EXERCISE GOAL = Transcribe every record verbatim; no pictures.
==== SUPPLIED MATERIAL ====
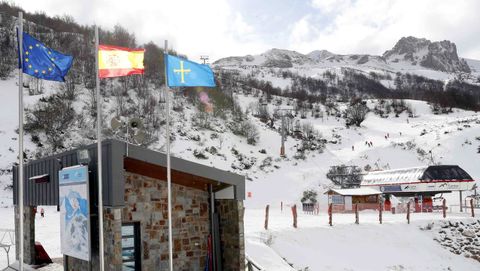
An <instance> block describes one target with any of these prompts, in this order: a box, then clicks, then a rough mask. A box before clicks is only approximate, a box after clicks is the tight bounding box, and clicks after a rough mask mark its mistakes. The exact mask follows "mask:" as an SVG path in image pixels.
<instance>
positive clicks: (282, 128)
mask: <svg viewBox="0 0 480 271" xmlns="http://www.w3.org/2000/svg"><path fill="white" fill-rule="evenodd" d="M291 111H292V109H289V108H288V109H287V108H279V109H275V113H276V114H280V117H281V118H282V128H281V130H280V132H281V135H282V145H281V147H280V156H281V157H285V141H286V139H287V134H286V127H285V126H286V117H287V116H288V115H289V114H290V113H291Z"/></svg>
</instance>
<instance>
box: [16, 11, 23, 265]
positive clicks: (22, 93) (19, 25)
====
WRITTEN SOLUTION =
An <instance> block describes one target with any of these prompts, in this order: a box, then clicks, then a rough mask. A box before clicks is only approximate, a box after clicks is the tight bounding box, and clicks after a rough mask mark its mistakes. The exact mask follows "mask:" as an SVG path in image pixels.
<instance>
positive clicks: (282, 128)
mask: <svg viewBox="0 0 480 271" xmlns="http://www.w3.org/2000/svg"><path fill="white" fill-rule="evenodd" d="M291 111H292V109H289V108H288V109H287V108H279V109H275V113H276V114H280V117H281V118H282V128H281V130H280V132H281V135H282V145H281V147H280V156H281V157H285V141H286V139H287V134H286V127H285V126H286V117H287V116H288V115H289V114H290V113H291Z"/></svg>
</instance>
<instance>
box: [16, 11, 23, 265]
positive clicks: (22, 93) (19, 25)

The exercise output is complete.